**The task:**
Rewrite every line from the one containing "(format x=133, y=187)" through the last of the rows, requests included, and shift each coordinate in the answer points up by 145. Leave the numbers in the requests and their format samples unchanged.

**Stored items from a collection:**
____________
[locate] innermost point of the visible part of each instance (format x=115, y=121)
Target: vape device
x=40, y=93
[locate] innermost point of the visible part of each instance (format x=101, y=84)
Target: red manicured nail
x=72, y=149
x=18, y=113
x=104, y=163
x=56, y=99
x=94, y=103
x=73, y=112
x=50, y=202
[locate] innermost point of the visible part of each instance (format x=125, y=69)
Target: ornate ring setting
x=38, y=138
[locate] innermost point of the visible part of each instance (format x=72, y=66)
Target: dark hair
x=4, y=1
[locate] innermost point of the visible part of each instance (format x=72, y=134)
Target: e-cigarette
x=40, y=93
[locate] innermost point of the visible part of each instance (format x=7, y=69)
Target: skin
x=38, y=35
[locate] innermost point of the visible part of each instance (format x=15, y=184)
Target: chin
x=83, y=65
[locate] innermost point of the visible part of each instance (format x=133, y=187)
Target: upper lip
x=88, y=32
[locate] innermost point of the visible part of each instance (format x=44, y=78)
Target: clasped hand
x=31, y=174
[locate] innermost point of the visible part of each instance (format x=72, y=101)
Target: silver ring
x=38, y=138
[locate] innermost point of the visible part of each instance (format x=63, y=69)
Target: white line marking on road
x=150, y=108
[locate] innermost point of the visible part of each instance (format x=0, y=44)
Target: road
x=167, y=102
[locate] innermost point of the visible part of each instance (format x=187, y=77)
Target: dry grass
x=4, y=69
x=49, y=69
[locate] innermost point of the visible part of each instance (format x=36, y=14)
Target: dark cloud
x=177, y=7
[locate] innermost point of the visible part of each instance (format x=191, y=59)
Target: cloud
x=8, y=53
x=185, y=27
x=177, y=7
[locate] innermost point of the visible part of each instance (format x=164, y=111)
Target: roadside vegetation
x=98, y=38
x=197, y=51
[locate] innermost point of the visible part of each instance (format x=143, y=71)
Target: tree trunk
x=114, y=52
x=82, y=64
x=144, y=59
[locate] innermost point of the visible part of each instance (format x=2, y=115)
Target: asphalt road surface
____________
**Exercise result:**
[locate] innermost point of the visible part of each instance (format x=133, y=187)
Target: upper lip
x=233, y=177
[locate] innermost point of the visible part of each instance (format x=44, y=78)
Target: clasped hand
x=176, y=319
[locate] innermost point of the visible part of each instance (format x=72, y=101)
Target: silver ring
x=183, y=283
[locate] innermost point of the visible part of each instance (format x=63, y=69)
Target: white line marking on road
x=295, y=253
[locate] innermost point of the visible part of each instance (format x=0, y=44)
Target: road
x=312, y=247
[locate] innermost point of the visible part of each instance (format x=187, y=77)
Target: dry grass
x=149, y=214
x=194, y=214
[locate] innermost point of the visible part of each instance (format x=36, y=14)
Target: dark cloud
x=322, y=152
[locate] innermost point of the visible part of each instance (format x=191, y=59)
Target: cloud
x=153, y=198
x=330, y=172
x=322, y=152
[locate] innermost point of the visible part of each instance (format x=164, y=111)
Target: roadside vegetation
x=243, y=183
x=342, y=196
[locate] innermost point of the visible part of each instance (format x=143, y=71)
Target: tree trunk
x=259, y=197
x=227, y=209
x=289, y=204
[locate] innermost point of the visible part of each instance (format x=2, y=115)
Target: asphalt road surface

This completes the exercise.